[BEGIN INPUT RECORDS]
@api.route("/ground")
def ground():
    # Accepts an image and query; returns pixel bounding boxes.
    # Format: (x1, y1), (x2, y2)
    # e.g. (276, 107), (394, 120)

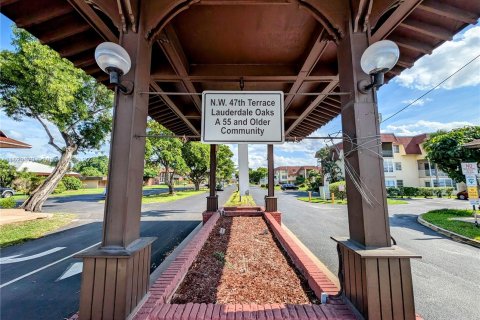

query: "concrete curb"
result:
(417, 213), (480, 248)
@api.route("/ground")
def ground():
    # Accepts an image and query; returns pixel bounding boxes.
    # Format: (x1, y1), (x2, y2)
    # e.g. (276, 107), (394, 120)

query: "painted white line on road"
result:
(0, 242), (101, 288)
(0, 247), (65, 264)
(55, 262), (83, 282)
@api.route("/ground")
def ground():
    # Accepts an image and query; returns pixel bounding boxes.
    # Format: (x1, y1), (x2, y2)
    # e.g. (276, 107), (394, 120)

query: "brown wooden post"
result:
(207, 144), (218, 212)
(265, 144), (277, 212)
(79, 6), (155, 320)
(334, 14), (418, 319)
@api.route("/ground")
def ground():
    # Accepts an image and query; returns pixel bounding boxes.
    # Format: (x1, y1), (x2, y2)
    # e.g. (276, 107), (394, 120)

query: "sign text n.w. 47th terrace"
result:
(202, 91), (284, 144)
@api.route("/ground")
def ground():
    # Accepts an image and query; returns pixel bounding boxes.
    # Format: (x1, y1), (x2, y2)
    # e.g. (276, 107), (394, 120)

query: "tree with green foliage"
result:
(182, 141), (210, 191)
(217, 144), (235, 182)
(0, 160), (17, 187)
(423, 126), (480, 182)
(145, 120), (187, 194)
(143, 163), (160, 182)
(315, 146), (344, 183)
(306, 170), (323, 191)
(249, 167), (268, 184)
(0, 28), (113, 211)
(73, 156), (108, 177)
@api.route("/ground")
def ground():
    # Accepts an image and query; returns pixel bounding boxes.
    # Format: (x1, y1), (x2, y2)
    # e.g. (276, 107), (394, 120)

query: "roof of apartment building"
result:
(14, 161), (80, 177)
(326, 133), (428, 156)
(274, 166), (319, 176)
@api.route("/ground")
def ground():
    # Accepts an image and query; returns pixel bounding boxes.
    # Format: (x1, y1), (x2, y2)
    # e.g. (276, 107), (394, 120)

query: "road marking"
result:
(0, 247), (65, 264)
(55, 262), (83, 282)
(0, 242), (101, 288)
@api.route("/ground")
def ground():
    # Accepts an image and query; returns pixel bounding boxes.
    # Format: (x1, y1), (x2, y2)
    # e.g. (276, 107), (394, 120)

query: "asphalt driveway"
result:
(251, 187), (480, 320)
(0, 186), (235, 320)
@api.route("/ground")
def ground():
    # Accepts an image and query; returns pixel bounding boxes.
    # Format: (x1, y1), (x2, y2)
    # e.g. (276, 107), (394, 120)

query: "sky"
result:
(0, 14), (480, 168)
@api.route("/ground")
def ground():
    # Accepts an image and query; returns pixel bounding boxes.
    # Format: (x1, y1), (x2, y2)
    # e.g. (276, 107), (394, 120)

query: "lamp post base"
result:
(332, 237), (421, 320)
(76, 238), (156, 320)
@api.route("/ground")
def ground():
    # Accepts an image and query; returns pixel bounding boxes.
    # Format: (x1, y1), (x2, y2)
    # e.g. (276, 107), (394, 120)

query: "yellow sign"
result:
(467, 187), (478, 199)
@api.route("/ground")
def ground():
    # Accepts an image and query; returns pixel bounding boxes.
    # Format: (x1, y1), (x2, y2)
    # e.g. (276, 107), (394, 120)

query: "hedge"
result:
(62, 177), (83, 190)
(387, 187), (454, 198)
(0, 197), (17, 209)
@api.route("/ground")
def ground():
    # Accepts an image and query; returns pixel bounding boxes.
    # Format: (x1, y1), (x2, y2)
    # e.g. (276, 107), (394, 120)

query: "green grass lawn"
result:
(224, 191), (256, 207)
(142, 190), (205, 204)
(297, 197), (408, 205)
(0, 213), (76, 248)
(422, 209), (480, 241)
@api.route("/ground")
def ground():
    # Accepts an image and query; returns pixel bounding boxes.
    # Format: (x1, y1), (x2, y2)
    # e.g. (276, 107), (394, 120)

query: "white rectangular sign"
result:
(462, 162), (478, 175)
(202, 91), (285, 144)
(465, 175), (477, 187)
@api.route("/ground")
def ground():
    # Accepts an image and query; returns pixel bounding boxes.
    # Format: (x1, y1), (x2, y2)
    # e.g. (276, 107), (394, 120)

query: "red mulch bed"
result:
(171, 217), (317, 304)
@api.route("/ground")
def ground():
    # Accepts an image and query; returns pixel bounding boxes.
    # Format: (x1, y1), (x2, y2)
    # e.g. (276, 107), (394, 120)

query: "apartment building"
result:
(324, 133), (455, 187)
(273, 166), (320, 184)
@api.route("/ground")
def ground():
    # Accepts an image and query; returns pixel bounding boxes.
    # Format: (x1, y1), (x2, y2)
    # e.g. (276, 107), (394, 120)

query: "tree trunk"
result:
(21, 146), (77, 212)
(168, 171), (175, 194)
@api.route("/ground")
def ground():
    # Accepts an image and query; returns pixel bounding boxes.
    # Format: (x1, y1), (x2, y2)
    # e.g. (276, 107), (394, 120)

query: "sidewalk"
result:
(0, 209), (53, 226)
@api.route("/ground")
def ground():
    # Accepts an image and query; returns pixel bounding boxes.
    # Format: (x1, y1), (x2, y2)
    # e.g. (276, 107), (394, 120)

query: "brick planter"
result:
(133, 207), (356, 320)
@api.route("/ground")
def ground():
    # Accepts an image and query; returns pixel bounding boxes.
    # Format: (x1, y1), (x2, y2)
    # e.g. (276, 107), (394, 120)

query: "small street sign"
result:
(202, 91), (285, 144)
(465, 175), (477, 187)
(462, 162), (478, 175)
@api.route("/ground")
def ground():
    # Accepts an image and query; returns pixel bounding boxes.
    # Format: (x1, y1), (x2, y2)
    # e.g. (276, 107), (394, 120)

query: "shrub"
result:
(328, 181), (347, 200)
(387, 187), (400, 198)
(418, 187), (433, 198)
(62, 177), (82, 190)
(445, 187), (455, 198)
(0, 197), (17, 209)
(53, 181), (67, 193)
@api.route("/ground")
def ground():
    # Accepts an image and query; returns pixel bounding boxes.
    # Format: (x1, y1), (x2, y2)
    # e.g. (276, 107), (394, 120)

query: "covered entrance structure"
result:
(0, 0), (480, 319)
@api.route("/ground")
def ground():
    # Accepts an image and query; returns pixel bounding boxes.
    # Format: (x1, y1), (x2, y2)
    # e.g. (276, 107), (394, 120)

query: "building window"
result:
(385, 179), (395, 188)
(383, 160), (393, 172)
(433, 178), (453, 187)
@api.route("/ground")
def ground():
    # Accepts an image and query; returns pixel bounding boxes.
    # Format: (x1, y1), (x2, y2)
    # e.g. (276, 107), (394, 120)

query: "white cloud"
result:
(402, 98), (433, 107)
(382, 120), (474, 136)
(395, 26), (480, 90)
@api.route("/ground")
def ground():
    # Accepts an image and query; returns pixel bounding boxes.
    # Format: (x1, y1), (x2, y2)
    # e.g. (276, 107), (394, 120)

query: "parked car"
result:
(0, 187), (15, 198)
(280, 183), (298, 191)
(457, 190), (468, 200)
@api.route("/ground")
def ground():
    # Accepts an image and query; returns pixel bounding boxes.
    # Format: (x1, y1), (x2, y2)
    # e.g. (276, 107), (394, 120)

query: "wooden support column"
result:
(265, 144), (277, 212)
(334, 13), (418, 320)
(207, 144), (218, 212)
(79, 5), (155, 320)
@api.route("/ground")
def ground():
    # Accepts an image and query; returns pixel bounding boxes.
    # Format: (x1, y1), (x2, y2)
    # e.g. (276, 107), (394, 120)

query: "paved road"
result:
(251, 188), (480, 320)
(0, 187), (234, 320)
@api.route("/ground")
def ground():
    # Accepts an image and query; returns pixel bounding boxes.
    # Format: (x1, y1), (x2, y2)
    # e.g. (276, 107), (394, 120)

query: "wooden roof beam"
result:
(285, 81), (338, 135)
(400, 19), (452, 41)
(68, 0), (118, 43)
(10, 1), (73, 29)
(36, 20), (90, 44)
(158, 25), (202, 111)
(389, 35), (432, 54)
(285, 29), (328, 110)
(418, 0), (477, 24)
(150, 81), (200, 135)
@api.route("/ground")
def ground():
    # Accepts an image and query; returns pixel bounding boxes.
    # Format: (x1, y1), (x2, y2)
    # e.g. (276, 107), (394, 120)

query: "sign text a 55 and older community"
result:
(202, 91), (284, 144)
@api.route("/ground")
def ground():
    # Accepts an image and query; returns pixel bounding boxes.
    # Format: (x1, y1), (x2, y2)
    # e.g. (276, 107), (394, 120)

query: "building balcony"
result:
(418, 169), (448, 178)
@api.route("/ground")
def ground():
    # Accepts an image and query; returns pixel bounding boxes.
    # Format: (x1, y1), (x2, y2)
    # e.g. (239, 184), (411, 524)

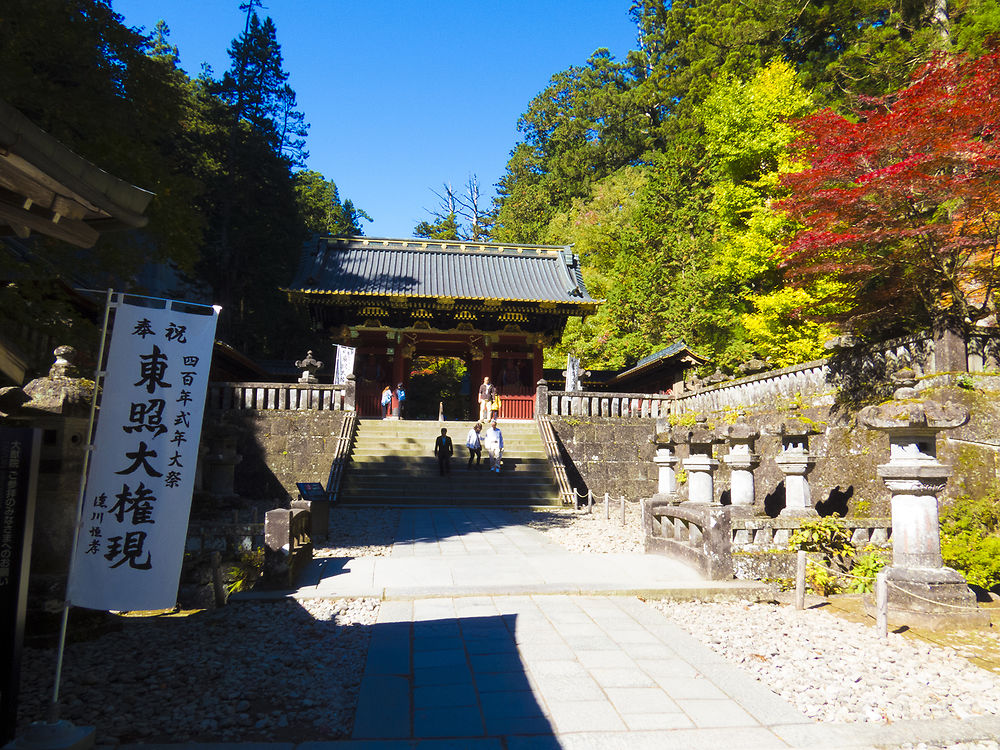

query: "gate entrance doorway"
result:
(285, 237), (600, 419)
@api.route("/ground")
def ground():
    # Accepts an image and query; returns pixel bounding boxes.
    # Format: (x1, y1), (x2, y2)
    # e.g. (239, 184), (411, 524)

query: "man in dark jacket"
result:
(434, 427), (455, 476)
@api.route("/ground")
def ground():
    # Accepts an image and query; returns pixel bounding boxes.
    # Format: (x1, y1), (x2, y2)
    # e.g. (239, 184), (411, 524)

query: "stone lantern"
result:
(295, 349), (323, 385)
(858, 370), (989, 629)
(772, 417), (822, 517)
(652, 417), (680, 503)
(722, 422), (760, 514)
(674, 414), (722, 505)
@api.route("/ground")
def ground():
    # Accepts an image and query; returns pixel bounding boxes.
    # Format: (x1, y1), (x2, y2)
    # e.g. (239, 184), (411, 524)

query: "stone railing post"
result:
(652, 417), (680, 503)
(771, 417), (822, 517)
(722, 423), (760, 512)
(677, 414), (722, 505)
(344, 372), (358, 411)
(535, 379), (549, 416)
(858, 370), (990, 629)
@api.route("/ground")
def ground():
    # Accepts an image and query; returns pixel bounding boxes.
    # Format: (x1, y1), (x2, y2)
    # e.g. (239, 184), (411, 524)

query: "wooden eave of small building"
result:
(603, 341), (708, 391)
(0, 100), (153, 247)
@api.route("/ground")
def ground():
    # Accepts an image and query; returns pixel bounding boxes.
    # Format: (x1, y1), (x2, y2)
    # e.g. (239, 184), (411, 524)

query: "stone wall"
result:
(664, 374), (1000, 516)
(205, 411), (346, 507)
(550, 416), (657, 502)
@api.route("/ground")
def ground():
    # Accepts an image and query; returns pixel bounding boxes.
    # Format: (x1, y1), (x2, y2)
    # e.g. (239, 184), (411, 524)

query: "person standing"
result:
(392, 383), (406, 419)
(465, 422), (483, 469)
(479, 375), (497, 422)
(379, 386), (392, 419)
(486, 419), (503, 474)
(434, 427), (455, 476)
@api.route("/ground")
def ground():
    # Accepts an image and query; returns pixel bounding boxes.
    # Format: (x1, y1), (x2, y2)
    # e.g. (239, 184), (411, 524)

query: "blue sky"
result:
(113, 0), (635, 237)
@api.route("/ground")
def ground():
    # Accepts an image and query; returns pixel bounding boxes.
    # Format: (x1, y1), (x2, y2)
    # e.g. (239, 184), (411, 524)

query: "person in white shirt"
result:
(486, 419), (503, 474)
(465, 422), (483, 469)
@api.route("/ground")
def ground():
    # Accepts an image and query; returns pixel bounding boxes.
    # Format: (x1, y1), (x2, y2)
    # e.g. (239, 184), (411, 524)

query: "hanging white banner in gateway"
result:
(67, 296), (218, 611)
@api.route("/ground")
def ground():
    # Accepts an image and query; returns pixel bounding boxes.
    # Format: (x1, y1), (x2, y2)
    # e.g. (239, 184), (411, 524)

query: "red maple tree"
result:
(777, 53), (1000, 331)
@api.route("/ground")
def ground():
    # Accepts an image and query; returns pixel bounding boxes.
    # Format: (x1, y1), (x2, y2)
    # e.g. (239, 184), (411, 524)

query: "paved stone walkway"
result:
(137, 508), (1000, 750)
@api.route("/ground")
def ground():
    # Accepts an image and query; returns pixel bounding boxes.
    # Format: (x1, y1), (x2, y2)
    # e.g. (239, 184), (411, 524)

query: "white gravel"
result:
(18, 599), (379, 746)
(653, 601), (1000, 728)
(510, 502), (643, 554)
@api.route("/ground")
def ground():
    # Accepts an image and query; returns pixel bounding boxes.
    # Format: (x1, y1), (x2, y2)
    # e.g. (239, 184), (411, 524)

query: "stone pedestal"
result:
(774, 419), (820, 518)
(675, 415), (722, 505)
(858, 371), (989, 630)
(653, 445), (680, 503)
(722, 424), (760, 514)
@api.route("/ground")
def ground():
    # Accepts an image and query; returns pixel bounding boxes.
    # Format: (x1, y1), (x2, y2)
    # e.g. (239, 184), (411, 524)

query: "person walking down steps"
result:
(434, 427), (455, 476)
(465, 422), (483, 469)
(479, 376), (497, 422)
(486, 419), (503, 474)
[END INPUT RECORDS]
### TASK INSTRUCTIONS
Please show, in full, every line above that contains the string "green", where case counts.

### THE OUTPUT
query: "tree with green foliage"
query: "green grass lawn"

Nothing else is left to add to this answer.